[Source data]
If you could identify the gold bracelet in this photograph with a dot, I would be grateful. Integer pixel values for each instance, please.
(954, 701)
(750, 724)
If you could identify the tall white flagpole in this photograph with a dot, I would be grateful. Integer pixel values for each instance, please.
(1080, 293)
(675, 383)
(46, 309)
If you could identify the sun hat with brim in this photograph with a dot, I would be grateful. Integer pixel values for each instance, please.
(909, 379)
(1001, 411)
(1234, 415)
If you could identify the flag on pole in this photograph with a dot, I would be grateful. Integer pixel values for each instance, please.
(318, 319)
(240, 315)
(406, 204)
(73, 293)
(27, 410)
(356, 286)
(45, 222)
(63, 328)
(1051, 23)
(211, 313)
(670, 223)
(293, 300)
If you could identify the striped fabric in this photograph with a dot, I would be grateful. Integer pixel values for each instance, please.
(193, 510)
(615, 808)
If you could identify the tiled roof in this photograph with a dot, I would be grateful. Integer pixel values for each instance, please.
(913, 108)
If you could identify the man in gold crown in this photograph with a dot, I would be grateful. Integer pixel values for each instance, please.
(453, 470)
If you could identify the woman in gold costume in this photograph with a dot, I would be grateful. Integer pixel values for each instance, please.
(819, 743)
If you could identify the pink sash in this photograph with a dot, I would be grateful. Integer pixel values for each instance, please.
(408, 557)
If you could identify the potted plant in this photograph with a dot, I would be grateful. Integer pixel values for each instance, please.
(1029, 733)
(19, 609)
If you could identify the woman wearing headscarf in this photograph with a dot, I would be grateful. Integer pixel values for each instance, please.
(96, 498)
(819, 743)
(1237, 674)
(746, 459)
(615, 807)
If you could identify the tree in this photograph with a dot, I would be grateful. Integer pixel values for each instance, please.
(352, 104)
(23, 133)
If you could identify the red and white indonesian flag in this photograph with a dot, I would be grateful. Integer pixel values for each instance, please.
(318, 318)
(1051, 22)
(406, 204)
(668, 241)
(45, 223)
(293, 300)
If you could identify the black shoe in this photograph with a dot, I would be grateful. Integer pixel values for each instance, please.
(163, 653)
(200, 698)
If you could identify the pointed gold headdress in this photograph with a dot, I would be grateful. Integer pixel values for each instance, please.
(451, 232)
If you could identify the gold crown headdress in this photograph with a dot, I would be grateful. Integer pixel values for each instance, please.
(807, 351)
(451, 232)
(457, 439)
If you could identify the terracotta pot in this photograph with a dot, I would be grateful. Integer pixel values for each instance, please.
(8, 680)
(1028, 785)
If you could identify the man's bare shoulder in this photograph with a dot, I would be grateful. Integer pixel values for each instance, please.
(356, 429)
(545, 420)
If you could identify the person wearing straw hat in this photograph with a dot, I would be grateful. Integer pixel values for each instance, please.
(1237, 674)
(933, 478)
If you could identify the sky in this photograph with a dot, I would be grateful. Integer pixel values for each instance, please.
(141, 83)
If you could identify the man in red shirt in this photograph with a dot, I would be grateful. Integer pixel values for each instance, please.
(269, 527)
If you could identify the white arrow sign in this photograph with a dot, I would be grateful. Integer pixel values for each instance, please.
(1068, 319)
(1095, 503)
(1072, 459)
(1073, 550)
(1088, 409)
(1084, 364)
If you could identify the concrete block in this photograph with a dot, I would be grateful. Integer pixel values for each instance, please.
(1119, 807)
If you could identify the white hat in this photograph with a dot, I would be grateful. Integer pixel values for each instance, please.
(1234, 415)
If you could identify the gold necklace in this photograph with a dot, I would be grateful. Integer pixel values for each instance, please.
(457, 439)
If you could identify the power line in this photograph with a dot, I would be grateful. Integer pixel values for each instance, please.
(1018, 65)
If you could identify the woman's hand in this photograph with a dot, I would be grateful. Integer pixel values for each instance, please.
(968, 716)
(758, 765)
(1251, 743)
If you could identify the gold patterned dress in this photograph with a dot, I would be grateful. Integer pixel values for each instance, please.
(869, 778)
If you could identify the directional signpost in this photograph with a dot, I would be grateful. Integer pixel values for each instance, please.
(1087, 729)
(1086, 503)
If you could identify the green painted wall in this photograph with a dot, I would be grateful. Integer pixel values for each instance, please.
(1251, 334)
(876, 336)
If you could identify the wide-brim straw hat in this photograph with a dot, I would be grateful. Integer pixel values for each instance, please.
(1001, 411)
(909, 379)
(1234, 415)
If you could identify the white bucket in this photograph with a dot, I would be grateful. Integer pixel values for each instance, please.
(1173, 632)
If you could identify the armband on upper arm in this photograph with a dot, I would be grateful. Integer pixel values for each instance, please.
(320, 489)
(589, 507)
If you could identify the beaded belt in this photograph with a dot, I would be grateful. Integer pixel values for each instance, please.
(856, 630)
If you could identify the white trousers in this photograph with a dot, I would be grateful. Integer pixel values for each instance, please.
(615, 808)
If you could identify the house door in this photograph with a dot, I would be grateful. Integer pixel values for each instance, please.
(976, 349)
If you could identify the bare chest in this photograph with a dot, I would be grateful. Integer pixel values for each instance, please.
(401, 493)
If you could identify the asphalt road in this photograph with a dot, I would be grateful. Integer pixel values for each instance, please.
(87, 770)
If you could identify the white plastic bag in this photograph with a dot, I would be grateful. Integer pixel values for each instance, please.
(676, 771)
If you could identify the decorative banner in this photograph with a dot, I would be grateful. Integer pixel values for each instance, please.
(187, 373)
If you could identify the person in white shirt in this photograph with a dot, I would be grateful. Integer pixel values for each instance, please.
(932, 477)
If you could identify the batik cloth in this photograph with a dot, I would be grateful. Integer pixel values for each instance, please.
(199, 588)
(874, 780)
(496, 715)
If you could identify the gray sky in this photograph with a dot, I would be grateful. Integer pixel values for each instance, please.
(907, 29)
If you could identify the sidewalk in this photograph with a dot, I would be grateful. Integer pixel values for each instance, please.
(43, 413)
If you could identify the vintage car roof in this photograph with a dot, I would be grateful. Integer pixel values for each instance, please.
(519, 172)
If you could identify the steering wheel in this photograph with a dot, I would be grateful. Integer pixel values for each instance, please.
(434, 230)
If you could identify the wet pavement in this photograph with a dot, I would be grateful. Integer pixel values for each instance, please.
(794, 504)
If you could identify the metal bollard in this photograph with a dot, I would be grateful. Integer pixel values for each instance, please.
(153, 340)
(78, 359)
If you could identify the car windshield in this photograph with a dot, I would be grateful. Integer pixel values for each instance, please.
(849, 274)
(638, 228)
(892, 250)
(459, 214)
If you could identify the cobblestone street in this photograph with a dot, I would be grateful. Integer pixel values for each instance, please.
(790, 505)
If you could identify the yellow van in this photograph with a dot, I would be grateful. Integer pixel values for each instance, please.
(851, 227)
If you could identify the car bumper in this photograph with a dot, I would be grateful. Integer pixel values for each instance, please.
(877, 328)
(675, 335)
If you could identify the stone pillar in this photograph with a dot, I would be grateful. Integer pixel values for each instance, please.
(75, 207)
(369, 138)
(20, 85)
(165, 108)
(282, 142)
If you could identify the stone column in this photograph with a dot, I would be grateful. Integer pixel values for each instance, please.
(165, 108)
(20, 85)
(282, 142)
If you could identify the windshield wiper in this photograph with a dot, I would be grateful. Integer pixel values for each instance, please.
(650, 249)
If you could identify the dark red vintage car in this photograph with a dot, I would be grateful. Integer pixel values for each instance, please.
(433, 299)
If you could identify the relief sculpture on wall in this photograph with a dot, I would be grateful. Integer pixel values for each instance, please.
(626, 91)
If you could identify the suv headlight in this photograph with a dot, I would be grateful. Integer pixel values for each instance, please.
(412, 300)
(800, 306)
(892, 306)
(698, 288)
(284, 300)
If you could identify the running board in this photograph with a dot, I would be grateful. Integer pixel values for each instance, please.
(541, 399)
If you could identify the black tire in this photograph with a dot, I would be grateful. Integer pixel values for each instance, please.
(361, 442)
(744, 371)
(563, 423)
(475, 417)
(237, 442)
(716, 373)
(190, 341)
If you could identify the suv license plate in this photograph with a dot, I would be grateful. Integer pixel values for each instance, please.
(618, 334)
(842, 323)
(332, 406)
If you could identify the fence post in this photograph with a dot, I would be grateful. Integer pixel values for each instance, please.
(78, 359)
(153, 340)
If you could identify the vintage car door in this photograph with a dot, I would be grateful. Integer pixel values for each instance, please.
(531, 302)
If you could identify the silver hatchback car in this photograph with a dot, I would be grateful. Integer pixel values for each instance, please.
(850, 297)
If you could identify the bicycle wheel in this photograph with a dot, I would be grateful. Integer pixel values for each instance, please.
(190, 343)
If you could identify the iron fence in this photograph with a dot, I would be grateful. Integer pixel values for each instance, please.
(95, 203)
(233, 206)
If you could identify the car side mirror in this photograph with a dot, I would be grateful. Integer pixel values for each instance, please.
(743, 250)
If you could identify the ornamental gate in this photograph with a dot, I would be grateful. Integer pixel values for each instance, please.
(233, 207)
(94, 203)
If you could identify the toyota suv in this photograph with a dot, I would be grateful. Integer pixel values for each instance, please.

REQUIRED ACTION: Restate word for word each line of the data from the one with "If you could identify the fence" to the last, keeping both ends.

ANSWER SECTION:
If you could identify the fence post in this photograph with a dot, I would be grateful. Integer pixel values for each instance, please.
(78, 359)
(153, 340)
If you could identify the vintage car door in this photograph with a dot, I would be grateful. Integer pixel values for each instance, please.
(531, 302)
If you could identify the silver hatchback car in this photograph with a dot, I would be grateful. Integer pixel values for each instance, please.
(850, 297)
If you could identify the bicycle wheel in this photograph with a dot, I would be grateful. Integer pixel values for each instance, please.
(190, 343)
If you could identify the iron fence in this photograph with a dot, I would be grateful. Integer pixel values for each instance, please.
(95, 203)
(233, 206)
If you could identify the car side mirror in this photograph with a dot, I would be grateful. Integer pixel values for each instance, please.
(743, 250)
If you could identify the ornamental gate in this photograph with a dot, I would be grateful. Integer pixel values for each instance, please.
(233, 207)
(94, 203)
If you could identify the toyota suv in this photograph with a dot, I would be grateful. Integer pixel values for each instance, please.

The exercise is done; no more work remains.